Article
※

With the cold air openings closed and the steam entirely shut off the heating system, the temperature in the buildings dropped at a rate of approximately 1° per hour in severe weather.

When the steam was turned on the coils but the fan not started, the natural circulation would hold temperature approximately constant. When the fans were started up, the temperature of the buildings responded rather slowly.

COMPARISON OF TWO CASES.

The conditions of this establishment are entirely different from those in the first one described. In the first case the work requires considerable muscular exertion, and if the temperature is a little low in the morning, no particular harm is done. In the second case, a great deal of the work is light bench work, a great many girls are employed in certain departments, and some of the work in progress would be ruined if the temperature were allowed to get too low. It was the opinion of the management that the temperature should not be allowed to get much below 65° F. at any time, and that 70° was the desirable temperature during the working hours.

FIG. 4.-TEMPERATURE RECORD IN SAME GROUP OF FACTORY BUILDINGS WHEN INTERMITTENTLY HEATED.

SCHEDULE RECOMMENDED FOR OPERATION OF HEATING SYSTEMS.

Based on the data given above, we recommend to the management the following schedule for the operation of the heating system, which schedule was put in force. As we did not feel that we could afford to take any chances, we "played safe" in making up the schedule, with the idea of making modifications after more experience had been gained. General Instructions.

5:30 P. M. Close cold air intake. Stop all fans.

Turn off steam from all fan coils.

※

Dataset records
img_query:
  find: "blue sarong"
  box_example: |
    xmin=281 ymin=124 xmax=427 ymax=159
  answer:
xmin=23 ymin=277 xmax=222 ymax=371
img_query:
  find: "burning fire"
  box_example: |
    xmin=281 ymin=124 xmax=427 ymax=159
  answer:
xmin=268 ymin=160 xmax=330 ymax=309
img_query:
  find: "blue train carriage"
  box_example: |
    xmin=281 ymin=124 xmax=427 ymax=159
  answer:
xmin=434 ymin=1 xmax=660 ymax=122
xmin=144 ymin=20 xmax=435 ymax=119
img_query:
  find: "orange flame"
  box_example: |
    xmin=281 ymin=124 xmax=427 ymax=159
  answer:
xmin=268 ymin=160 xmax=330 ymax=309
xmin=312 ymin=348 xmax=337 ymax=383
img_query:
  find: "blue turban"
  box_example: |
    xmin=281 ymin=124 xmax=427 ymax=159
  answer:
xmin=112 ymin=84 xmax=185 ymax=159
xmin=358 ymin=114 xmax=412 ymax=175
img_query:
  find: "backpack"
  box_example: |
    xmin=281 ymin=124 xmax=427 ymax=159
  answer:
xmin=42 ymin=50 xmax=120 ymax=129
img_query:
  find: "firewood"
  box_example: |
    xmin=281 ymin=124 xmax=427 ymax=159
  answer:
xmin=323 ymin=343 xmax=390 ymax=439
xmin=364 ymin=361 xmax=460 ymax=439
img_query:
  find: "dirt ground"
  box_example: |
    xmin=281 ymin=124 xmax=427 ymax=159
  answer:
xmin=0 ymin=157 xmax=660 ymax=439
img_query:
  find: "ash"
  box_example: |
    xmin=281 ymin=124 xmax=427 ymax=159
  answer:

※

Given request
Reproduce word for word the stretch of the factory heating text from "Based on the" through "gained. General Instructions.". The data comes from a different source than the factory heating text.

Exercise result
Based on the data given above, we recommend to the management the following schedule for the operation of the heating system, which schedule was put in force. As we did not feel that we could afford to take any chances, we "played safe" in making up the schedule, with the idea of making modifications after more experience had been gained. General Instructions.